> [TO BE DONE]
Can you copy the data below line for line, without altering anything and without including the pictures?

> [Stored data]
▼

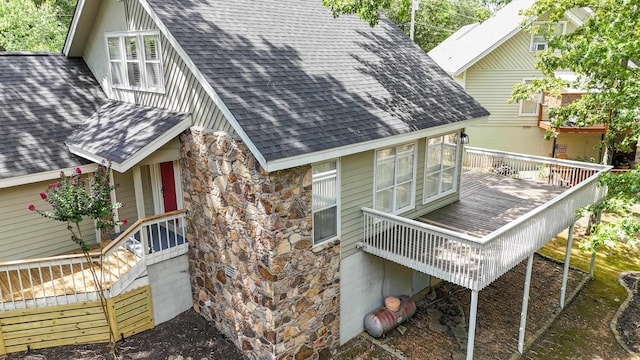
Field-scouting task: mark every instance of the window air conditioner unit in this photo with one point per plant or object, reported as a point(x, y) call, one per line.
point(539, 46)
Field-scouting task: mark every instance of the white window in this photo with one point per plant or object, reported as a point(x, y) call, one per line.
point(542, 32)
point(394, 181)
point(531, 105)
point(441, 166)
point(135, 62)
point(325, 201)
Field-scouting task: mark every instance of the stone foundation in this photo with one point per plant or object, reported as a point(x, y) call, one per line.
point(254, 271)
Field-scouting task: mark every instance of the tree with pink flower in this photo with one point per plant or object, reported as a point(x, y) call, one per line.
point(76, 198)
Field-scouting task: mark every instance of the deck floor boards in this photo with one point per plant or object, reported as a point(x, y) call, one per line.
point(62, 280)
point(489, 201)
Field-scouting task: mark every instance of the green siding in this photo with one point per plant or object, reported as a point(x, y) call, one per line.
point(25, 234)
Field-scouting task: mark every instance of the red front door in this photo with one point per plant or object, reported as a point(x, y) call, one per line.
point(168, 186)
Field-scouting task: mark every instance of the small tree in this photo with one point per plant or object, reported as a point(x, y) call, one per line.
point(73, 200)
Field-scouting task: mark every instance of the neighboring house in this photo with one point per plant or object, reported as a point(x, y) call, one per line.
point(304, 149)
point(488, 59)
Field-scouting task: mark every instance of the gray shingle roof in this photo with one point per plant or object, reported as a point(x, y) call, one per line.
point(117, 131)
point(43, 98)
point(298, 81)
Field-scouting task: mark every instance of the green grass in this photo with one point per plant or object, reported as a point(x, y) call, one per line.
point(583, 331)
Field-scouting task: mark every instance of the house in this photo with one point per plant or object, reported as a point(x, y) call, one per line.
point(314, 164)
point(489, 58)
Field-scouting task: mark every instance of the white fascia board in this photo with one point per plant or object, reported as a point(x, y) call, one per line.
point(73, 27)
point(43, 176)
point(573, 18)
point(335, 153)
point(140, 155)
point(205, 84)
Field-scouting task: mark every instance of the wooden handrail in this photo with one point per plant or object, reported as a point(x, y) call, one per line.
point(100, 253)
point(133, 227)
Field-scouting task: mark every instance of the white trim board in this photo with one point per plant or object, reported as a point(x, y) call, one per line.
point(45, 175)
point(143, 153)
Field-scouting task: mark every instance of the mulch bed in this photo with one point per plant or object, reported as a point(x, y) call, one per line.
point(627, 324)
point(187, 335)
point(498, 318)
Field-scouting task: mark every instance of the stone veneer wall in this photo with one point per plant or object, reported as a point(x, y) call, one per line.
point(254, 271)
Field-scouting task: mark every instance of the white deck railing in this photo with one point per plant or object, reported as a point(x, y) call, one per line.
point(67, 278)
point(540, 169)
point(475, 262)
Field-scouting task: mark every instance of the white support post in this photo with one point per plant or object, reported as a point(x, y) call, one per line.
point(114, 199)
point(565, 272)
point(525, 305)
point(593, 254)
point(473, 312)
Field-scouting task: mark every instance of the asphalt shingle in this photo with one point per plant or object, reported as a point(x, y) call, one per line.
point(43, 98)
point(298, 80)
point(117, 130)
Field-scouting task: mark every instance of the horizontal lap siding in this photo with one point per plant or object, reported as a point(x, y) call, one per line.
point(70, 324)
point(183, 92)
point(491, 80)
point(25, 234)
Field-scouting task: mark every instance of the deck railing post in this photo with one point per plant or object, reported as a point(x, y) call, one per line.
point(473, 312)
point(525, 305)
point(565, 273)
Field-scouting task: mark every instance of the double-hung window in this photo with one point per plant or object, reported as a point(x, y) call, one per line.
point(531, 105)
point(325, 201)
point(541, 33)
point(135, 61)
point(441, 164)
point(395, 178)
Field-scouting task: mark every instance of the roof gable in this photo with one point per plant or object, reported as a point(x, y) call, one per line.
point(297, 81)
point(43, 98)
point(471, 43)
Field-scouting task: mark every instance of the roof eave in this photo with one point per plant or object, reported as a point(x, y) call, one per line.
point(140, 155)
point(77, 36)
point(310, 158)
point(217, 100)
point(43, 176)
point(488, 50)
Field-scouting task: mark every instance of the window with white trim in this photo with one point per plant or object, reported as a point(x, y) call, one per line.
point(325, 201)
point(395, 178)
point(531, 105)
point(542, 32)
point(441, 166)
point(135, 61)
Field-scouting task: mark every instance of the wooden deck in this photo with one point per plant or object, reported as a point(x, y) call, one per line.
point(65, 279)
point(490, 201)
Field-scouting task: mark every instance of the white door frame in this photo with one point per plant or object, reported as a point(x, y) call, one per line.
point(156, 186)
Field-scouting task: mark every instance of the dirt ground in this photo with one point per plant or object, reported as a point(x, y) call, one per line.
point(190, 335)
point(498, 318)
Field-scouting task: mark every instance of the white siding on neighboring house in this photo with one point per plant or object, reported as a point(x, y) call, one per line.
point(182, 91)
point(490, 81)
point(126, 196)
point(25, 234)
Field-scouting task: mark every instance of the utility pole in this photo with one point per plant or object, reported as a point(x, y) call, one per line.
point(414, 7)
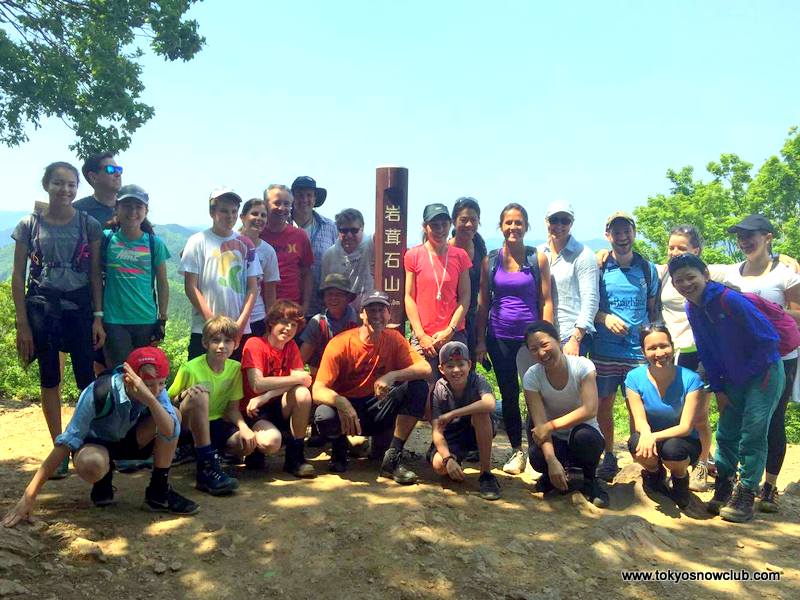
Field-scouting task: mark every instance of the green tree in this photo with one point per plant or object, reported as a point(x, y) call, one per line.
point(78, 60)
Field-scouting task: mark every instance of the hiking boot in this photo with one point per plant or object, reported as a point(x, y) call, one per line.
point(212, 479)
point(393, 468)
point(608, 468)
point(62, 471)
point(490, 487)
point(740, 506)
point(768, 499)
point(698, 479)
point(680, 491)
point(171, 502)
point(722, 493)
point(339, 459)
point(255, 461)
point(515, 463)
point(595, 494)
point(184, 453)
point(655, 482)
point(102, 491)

▲

> [EXERCISE ANSWER]
Field-scouting task: mark every instance of the window air conditioner unit in this photo with one point per plant or object, reported as a point(x, y) call, one per line.
point(539, 46)
Field-scouting task: mark every instance of the white window in this photo with one point per plant or object, reported as a point(x, y) call, one per line.
point(542, 32)
point(394, 181)
point(531, 105)
point(441, 166)
point(135, 62)
point(325, 201)
Field-scouting task: mark every instance of the stone foundation in this photo with one point per plant or object, reported as a point(x, y) call, one per line.
point(254, 271)
Field-scouting task: mark every instance of the tree with pink flower in this photo with one point per plant or object, reported as a point(x, y) call, one per line.
point(76, 198)
Field-scouting task: mark every instance of the deck floor boards in this photo with one point per plant or object, reported as a point(x, y) call, one per line.
point(62, 280)
point(489, 201)
Field-scouting task: mark every instance of the green siding in this photo with one point per plant or object, reported as a point(x, y) call, one per line.
point(25, 234)
Field-scouting task: mark every instance of the red front door in this photo with one point per plant or object, reported as a point(x, y) call, one per line.
point(168, 186)
Field-scouting task: mark every instance of the small tree in this photo with one point per plant or object, reported as a point(x, y) call, one per line.
point(73, 200)
Field-scouting task: mark every instance of the neighboring house in this photo with one point per plant or object, reported as a point(x, y) call, one per line.
point(304, 149)
point(488, 59)
Field-scouting task: mark every instance of the gray shingle roof in this photo with one point per plant or object, reported as a point(x, y) call, one per line.
point(117, 131)
point(43, 98)
point(298, 81)
Field-scouting task: mark every instance of the green grass in this photo with one point per plant or object, reported as a point(x, y) call, one per line.
point(583, 331)
Field-scouting task: mark every instance of the house in this photo with one point per plant or object, reported as a point(x, y) call, one per line.
point(314, 164)
point(489, 58)
Field-scouting task: mark every instance of the white fascia board in this photo with one point per plant or object, reported as a point(x, y) call, one per line.
point(73, 27)
point(43, 176)
point(573, 18)
point(335, 153)
point(140, 155)
point(205, 84)
Field-scouting task: mark every instance of the wooden handrail in this photo with one point per plant or object, reported as a point(x, y) call, one per line.
point(100, 253)
point(133, 227)
Field-scouting task: mark every instance of the white trim board in this photo with one point per plant or object, reported as a point(x, y) call, one per line.
point(45, 175)
point(143, 153)
Field-scouting task: mark every instance of the mulch bed in this photo with one point per plant or object, reported as a point(x, y) call, one per line.
point(627, 324)
point(187, 335)
point(498, 318)
Field-scouting task: mark every instance of the stone veneer wall in this photo with one point per plant or object, reported as a point(x, y) call, one per line.
point(254, 271)
Field-scouting task: mark every instance of the white deck railing in this photo with one point per plant or object, reported as a point(x, y) call, one per line.
point(67, 278)
point(540, 169)
point(475, 262)
Field-scouting task: mark every instance of the white support post in this photo with one point per plant or object, reported as a point(x, y) call, one per line.
point(114, 199)
point(565, 272)
point(525, 305)
point(593, 254)
point(473, 312)
Field-scouting task: mark every instance of the asphalt shingle in this photo with one point per plant or object, reported as a point(x, y) call, one per line.
point(43, 98)
point(298, 80)
point(117, 130)
Field-scouting task: mark every instance of the horizontal lap siding in this photo with one point per plant or object, reported as a point(x, y) call, one per line.
point(70, 324)
point(183, 92)
point(491, 80)
point(25, 234)
Field-scouting task: mark every instance of the deck railing post in this photo with one point per plant or object, reported as a point(x, y) call, one per line.
point(473, 312)
point(525, 305)
point(565, 273)
Field-scouting task: mark every instance of the double-hung window in this photo with one point per plant or object, reported as a point(x, y) call, one per line.
point(531, 105)
point(325, 201)
point(541, 33)
point(135, 61)
point(441, 164)
point(395, 178)
Field-scouting task: mark every instance of the roof gable in this photo with one point per plant or object, reported as a point(x, y) call, one per line.
point(297, 81)
point(43, 98)
point(471, 43)
Field-scouting task: mark every instance of the roof eave in this photo with one point per plant or object, reported as a point(x, y) call, one per line.
point(140, 155)
point(77, 36)
point(310, 158)
point(217, 100)
point(43, 176)
point(488, 50)
Field-scouting task: mark every instance of the window with white trim in this photo with one point per plant or object, reported as a point(x, y) call, one per line.
point(325, 201)
point(395, 178)
point(531, 105)
point(542, 32)
point(441, 166)
point(135, 61)
Field-scouting task: mark every instance of the wooden deck in this photo with one point per plant or object, reported as a point(x, y) call, one per line.
point(65, 279)
point(490, 201)
Field-scouting task: mark every instance of the white door frame in this photo with one point per plant or object, reported as a point(x, y) call, one per line.
point(156, 186)
Field-scouting task: mark every instance of the dirt ground in this photo with one point per plant or object, reported as a point(x, y) call, one per line.
point(190, 335)
point(498, 318)
Field-scouting task: mark every instance of the white siding on neighboring house in this photo with one point per plant or object, reported as a point(x, y) call, one per line.
point(182, 91)
point(490, 81)
point(126, 196)
point(25, 234)
Field-scouting task: mark every instance of the utility pole in this photo with one point per plant or object, reported as a point(x, y) call, one per line.
point(414, 7)
Field-scouting task: mark every instance of the green tree in this photo with one point per plant or object, reported as a point(x, y) call, one per line.
point(78, 60)
Field-scouting task: mark every instance of the hiking boot in this photo with one point per plant or object, reported as a point(x, y) call, one per line.
point(212, 479)
point(393, 468)
point(608, 468)
point(62, 471)
point(490, 487)
point(740, 506)
point(768, 499)
point(698, 479)
point(680, 491)
point(171, 502)
point(722, 493)
point(339, 459)
point(255, 461)
point(515, 463)
point(595, 494)
point(184, 453)
point(655, 482)
point(102, 491)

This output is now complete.